The Hateful Eight – Review
The Hateful Eight, the eighth film by Quentin Tarantino (If like Tarantino you count Kill Bill as a single piece) and the second foray into the western genre for the acclaimed filmmaker following the critical and commercial successes of Django Unchained.
The film takes place in an intentionally vague amount of time not too long after the American civil war where a stagecoach carrying bounty hunter John Ruth (Kurt Russell, and his fantastic moustache), and his prisoner Daisy Domergue (Jennifer Jason Leigh) come across a stranded U.S Major Marquis Warren (Samuel L. Jackson). Warren manages to secure passage with the pair to the stagecoach lodge ‘Minnie’s Haberdashery’ where a group of other various travellers have already sought refuge from an incoming blizzard. However not everyone may be as they seem.
The Hateful Eight is blessed with stunning cinematography, with much having being made of the film being shot on 70mm film. Ralph Richardson makes the landscapes ooze off the screen and the intimate setting of the haberdashery becomes a grandiose atmospheric stage for our performers. Coupled with Ennio Morricone’s harrowingly stirring score, the end result is one of true cinematic beauty as the claustrophobic setting creates a powerfully unerring tension amongst the characters that echoes into the cinema itself. The aesthetic is the films greatest strength. However the films narrative is not as tight as its visuals. The slow build to Minnie’s haberdashery does not create enough interest through either dialogue (Tarantino’s heralded specialty) or character development. The narrative structure combined with some inconsistency in Tarantino’s usually infallible dialogue creates a somewhat uneven quality to the film. The inclusion of a somewhat indulgent and unnecessary narration sequence (voiced by Tarantino himself) was an unwelcome distraction and symptomatic of what the films main issue is. That it is too long and in need of a tighter cut version. Not to say the film doesn’t contain boisterous highlights at times, including a career reel monologue for Samuel L Jackson, who brings every inch of his incalculable charisma to the screen ably supported by Russell, Dern and Bichir in particular, amongst others. Jennifer Jason Leigh’s Oscar nomination is something of a surprise as I found her somewhat exaggerated performance to be functional, without being phenomenal. This is not meant as a slight against such a wonderful actress and is more indicative of her function in the plot as a whole, and she is certainly not the only actor in the film to succumb to this issue.

# Task directions
Repeat the passage of The Hateful Eight review between "The Hateful Eight –" and "as they seem.", inclusive.

# Given records
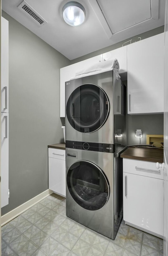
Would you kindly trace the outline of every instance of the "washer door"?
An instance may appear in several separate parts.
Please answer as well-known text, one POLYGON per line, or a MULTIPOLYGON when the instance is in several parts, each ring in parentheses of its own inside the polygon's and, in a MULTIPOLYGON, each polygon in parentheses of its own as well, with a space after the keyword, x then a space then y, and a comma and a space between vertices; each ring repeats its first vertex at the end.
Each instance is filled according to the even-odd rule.
POLYGON ((83 133, 92 132, 100 128, 109 111, 109 101, 105 93, 92 84, 83 85, 77 88, 66 105, 66 115, 70 124, 83 133))
POLYGON ((102 170, 94 164, 86 161, 76 162, 68 170, 66 178, 70 194, 83 208, 98 210, 107 202, 109 185, 102 170))

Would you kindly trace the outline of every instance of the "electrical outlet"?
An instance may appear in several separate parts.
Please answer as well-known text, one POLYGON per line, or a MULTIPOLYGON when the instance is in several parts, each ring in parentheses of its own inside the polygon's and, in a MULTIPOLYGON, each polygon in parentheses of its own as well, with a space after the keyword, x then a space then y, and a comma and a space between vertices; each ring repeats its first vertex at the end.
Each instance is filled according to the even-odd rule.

# Result
The Hateful Eight – Review
The Hateful Eight, the eighth film by Quentin Tarantino (If like Tarantino you count Kill Bill as a single piece) and the second foray into the western genre for the acclaimed filmmaker following the critical and commercial successes of Django Unchained.
The film takes place in an intentionally vague amount of time not too long after the American civil war where a stagecoach carrying bounty hunter John Ruth (Kurt Russell, and his fantastic moustache), and his prisoner Daisy Domergue (Jennifer Jason Leigh) come across a stranded U.S Major Marquis Warren (Samuel L. Jackson). Warren manages to secure passage with the pair to the stagecoach lodge ‘Minnie’s Haberdashery’ where a group of other various travellers have already sought refuge from an incoming blizzard. However not everyone may be as they seem.